### Written exercise
Rewrite the listing below, switching each occurrence of "Dots" to "Marked points" and changing nothing else. Omit the pictures from your answer.

### Records for this task
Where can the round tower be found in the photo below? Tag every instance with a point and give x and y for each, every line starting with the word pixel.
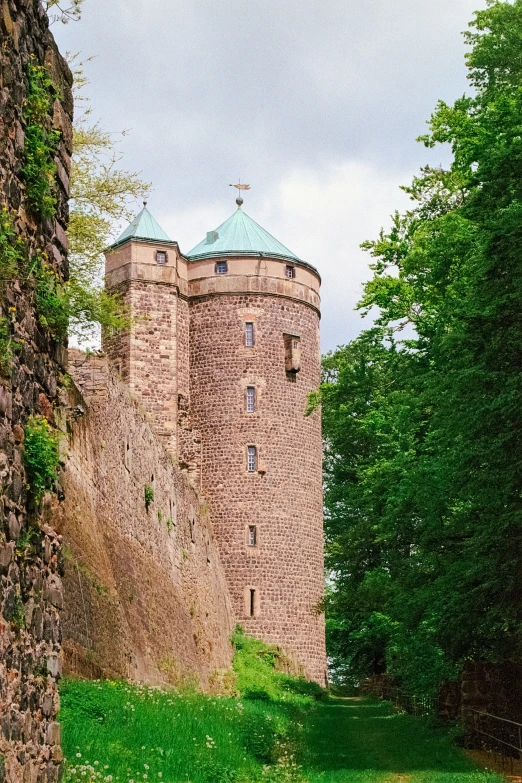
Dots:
pixel 254 358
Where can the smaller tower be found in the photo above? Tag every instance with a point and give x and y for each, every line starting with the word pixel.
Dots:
pixel 145 268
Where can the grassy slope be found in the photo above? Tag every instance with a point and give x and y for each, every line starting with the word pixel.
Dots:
pixel 276 732
pixel 368 742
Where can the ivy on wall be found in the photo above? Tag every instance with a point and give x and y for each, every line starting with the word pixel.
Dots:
pixel 41 142
pixel 41 455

### Response below
Where can the round tower be found in the photo below? Tag every instance with a point and give x and y for each, every line starting with the word pixel.
Marked points:
pixel 254 358
Where can the smaller tower be found in the photo above? Tag every instance with a point and give x and y for each, every line starting with the word pixel.
Marked points:
pixel 145 268
Where can the grassy slope be found in the photo above? Tag every instance with a point and give x and y for each, every line starting with the word pixel.
Marked points:
pixel 276 732
pixel 368 742
Where can the ivy on wall be found in the photo above? Tag every instance with a point and give x and y for each, every line starting with the word pixel.
Marked points:
pixel 41 142
pixel 41 455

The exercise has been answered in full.